Data extracted from a collection
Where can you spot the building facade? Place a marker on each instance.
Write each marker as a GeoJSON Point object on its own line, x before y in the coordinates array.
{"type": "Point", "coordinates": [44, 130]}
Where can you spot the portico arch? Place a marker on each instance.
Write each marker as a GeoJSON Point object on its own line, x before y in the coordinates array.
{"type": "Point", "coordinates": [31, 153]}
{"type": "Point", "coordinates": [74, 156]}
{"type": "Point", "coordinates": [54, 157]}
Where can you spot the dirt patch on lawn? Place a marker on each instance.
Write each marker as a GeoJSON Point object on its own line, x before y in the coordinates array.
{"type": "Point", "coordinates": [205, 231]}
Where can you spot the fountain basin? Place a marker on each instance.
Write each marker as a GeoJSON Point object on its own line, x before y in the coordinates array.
---
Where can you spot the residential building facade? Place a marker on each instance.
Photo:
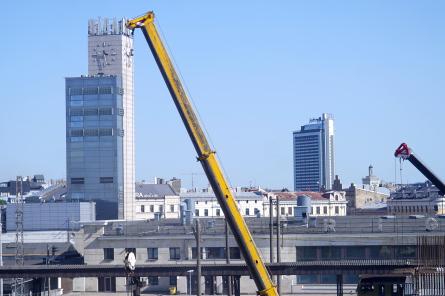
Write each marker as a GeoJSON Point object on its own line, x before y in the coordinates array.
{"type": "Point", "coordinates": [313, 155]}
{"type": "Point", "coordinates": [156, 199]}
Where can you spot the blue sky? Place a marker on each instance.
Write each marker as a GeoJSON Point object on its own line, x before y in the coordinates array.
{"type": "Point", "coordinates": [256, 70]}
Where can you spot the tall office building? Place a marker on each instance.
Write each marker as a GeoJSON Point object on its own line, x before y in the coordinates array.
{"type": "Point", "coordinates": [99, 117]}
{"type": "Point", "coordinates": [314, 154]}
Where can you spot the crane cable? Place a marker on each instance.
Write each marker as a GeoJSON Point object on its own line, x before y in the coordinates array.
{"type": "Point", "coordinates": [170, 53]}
* * *
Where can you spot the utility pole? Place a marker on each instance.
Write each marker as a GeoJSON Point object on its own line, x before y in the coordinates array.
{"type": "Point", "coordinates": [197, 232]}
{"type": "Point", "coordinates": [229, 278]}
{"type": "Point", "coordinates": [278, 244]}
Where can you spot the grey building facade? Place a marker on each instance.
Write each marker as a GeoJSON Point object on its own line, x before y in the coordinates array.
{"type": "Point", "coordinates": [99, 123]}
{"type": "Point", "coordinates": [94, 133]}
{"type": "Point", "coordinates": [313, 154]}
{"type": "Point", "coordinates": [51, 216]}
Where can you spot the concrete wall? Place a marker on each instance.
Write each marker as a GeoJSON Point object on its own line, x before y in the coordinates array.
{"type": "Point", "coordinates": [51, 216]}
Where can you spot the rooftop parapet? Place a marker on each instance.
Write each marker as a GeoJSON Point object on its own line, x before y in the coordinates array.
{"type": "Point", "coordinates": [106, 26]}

## [To be done]
Return every line of the items above that contains the string "facade". Case counts, so match only lines where it appears with that exact capitalization.

## [Result]
Where can you spot the building facade? Place a marker on each instance.
Where can you spot the residential building facade? Place a marker on each instance.
Where can you spot the grey building facade? Place a marker on each instance.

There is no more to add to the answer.